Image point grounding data
»»

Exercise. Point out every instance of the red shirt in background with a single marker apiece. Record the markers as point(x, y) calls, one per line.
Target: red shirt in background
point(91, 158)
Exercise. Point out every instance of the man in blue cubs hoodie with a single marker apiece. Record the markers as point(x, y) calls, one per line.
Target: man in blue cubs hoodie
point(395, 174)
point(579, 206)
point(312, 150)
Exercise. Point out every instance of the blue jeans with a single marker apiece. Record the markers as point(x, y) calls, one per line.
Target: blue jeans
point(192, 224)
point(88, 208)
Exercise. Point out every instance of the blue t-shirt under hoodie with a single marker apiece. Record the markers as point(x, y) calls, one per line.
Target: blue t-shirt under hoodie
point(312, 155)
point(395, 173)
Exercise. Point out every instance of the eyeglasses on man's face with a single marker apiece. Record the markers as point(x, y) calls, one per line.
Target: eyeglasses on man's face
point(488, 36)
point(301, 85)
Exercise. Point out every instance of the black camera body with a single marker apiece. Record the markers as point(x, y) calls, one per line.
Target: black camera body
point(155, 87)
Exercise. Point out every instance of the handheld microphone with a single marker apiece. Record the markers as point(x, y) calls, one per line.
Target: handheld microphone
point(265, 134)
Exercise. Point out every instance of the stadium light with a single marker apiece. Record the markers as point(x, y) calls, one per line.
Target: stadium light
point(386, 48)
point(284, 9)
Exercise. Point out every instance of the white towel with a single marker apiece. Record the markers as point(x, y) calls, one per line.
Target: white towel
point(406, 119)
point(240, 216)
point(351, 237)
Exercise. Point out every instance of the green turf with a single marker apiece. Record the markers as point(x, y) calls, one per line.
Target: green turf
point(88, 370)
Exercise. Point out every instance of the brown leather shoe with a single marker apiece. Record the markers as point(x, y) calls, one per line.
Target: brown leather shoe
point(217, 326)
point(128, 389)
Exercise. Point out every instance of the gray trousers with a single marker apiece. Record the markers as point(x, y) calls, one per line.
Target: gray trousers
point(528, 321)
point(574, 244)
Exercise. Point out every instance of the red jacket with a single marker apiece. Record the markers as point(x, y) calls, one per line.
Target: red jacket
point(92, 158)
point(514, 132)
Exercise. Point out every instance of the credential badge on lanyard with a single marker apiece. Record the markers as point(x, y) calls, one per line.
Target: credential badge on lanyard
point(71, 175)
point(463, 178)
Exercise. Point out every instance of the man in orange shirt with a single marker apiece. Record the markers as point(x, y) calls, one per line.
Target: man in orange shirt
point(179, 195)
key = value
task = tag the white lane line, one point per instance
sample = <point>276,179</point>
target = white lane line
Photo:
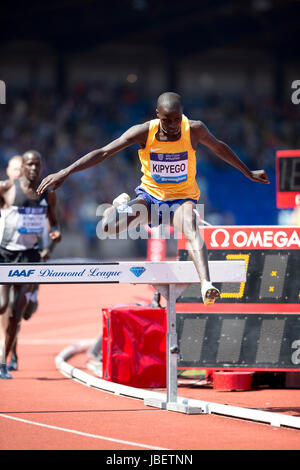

««

Your answer should be one number: how many lines of the records hold "lane".

#### Answer section
2